= STORED DATA =
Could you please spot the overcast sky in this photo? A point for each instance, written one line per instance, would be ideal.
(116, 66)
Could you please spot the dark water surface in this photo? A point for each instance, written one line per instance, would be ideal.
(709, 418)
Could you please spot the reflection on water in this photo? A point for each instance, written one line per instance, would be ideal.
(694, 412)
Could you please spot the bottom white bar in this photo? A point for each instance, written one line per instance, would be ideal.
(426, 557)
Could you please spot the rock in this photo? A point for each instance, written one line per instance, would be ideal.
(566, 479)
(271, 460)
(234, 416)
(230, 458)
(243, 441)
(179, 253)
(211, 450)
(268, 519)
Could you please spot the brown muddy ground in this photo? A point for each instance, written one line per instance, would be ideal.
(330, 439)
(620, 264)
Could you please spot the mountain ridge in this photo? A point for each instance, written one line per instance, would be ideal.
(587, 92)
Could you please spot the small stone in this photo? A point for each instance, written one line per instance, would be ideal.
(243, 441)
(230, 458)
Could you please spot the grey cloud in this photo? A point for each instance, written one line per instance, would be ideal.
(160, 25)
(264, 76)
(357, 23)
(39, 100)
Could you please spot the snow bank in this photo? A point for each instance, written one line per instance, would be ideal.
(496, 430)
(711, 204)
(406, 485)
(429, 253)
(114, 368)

* * *

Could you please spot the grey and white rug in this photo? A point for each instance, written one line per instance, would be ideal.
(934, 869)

= TASK OBJECTIVE =
From the items above, pull out every line that contains the word "water" and copy each one unchanged.

= THE ANSWER =
Could you please spot the dark water surface in this photo? A point for each instance, written one line per instance, would be ideal.
Could you please spot the reflection on water in this photo? A point for each instance, written one line per instance, would be ideal.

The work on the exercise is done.